Retype the following data exactly, but leave its pictures out.

----- Dataset entries

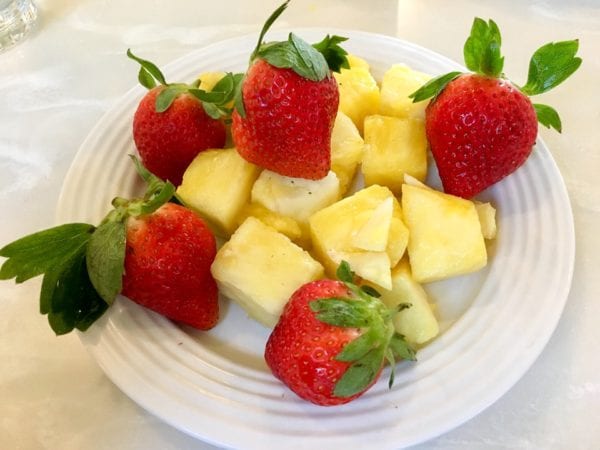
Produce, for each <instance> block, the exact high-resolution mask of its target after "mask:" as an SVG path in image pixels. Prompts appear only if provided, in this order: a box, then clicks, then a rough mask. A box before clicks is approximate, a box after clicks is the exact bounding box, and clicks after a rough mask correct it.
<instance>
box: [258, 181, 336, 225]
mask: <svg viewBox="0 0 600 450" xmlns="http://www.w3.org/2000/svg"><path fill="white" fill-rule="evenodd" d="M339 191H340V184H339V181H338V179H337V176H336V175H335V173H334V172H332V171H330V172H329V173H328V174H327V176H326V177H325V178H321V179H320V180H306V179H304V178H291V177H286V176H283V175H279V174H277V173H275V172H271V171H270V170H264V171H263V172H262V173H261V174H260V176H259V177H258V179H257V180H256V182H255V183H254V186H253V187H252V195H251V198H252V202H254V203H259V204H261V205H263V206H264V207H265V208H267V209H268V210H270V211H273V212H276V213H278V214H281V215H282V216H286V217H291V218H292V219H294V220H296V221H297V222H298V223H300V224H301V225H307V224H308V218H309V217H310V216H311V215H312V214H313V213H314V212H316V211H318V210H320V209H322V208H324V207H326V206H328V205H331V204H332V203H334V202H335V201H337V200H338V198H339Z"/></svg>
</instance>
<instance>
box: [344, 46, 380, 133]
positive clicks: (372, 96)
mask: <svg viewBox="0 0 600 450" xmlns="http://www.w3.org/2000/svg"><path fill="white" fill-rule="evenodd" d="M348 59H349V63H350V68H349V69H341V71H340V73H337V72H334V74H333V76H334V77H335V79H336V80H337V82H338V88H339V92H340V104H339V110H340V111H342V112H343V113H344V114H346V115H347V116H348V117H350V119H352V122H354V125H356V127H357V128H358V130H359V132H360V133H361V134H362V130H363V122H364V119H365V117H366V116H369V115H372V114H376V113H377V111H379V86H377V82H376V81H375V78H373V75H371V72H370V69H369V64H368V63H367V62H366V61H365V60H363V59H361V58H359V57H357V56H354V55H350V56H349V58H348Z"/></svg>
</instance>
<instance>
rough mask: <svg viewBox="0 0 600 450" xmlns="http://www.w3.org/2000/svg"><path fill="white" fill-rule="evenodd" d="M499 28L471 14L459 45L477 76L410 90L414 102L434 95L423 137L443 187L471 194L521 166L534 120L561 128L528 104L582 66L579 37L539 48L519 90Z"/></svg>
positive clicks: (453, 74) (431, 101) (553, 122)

----------

Expected answer →
Produce, for each <instance> block, the exact high-resolution mask of its target after "mask:" as an SVG path in image pixels. Prompts appear only if provided, in this order: a box, then clicks, then a rough mask. A box before clicks is approximate, a box after clicks is the exact bounding box, and clicks after a rough mask correct it.
<instance>
box: [258, 181, 336, 225]
mask: <svg viewBox="0 0 600 450" xmlns="http://www.w3.org/2000/svg"><path fill="white" fill-rule="evenodd" d="M339 191H340V184H339V181H338V179H337V176H336V175H335V173H334V172H332V171H330V172H329V173H328V174H327V176H326V177H325V178H321V179H320V180H306V179H304V178H291V177H286V176H283V175H279V174H277V173H275V172H271V171H270V170H264V171H263V172H262V173H261V174H260V176H259V177H258V179H257V180H256V182H255V183H254V186H253V187H252V195H251V198H252V202H254V203H259V204H261V205H263V206H264V207H265V208H267V209H268V210H270V211H273V212H276V213H278V214H281V215H282V216H286V217H291V218H292V219H294V220H296V221H297V222H298V223H300V224H301V225H307V224H308V218H309V217H310V216H311V215H312V214H313V213H314V212H316V211H318V210H320V209H322V208H324V207H326V206H328V205H331V204H332V203H334V202H335V201H337V200H338V198H339Z"/></svg>
</instance>
<instance>
box: [344, 46, 380, 133]
positive clicks: (372, 96)
mask: <svg viewBox="0 0 600 450" xmlns="http://www.w3.org/2000/svg"><path fill="white" fill-rule="evenodd" d="M348 59H349V63H350V68H349V69H341V71H340V73H337V72H334V74H333V76H334V77H335V79H336V80H337V82H338V88H339V92H340V104H339V110H340V111H342V112H343V113H344V114H346V115H347V116H348V117H350V119H352V122H354V125H356V127H357V128H358V130H359V132H360V133H361V134H362V130H363V122H364V119H365V117H366V116H369V115H372V114H376V113H377V111H379V86H377V82H376V81H375V78H373V75H371V72H370V69H369V64H368V63H367V62H366V61H365V60H363V59H361V58H359V57H357V56H354V55H350V56H349V58H348Z"/></svg>
</instance>
<instance>
rough mask: <svg viewBox="0 0 600 450" xmlns="http://www.w3.org/2000/svg"><path fill="white" fill-rule="evenodd" d="M499 28L471 14L459 45L477 76L410 90L414 102L434 95L423 137L443 187L471 194L521 166L534 120L561 128L528 104L582 66L579 37L539 48L519 90Z"/></svg>
positive clicks: (453, 74) (431, 101) (553, 122)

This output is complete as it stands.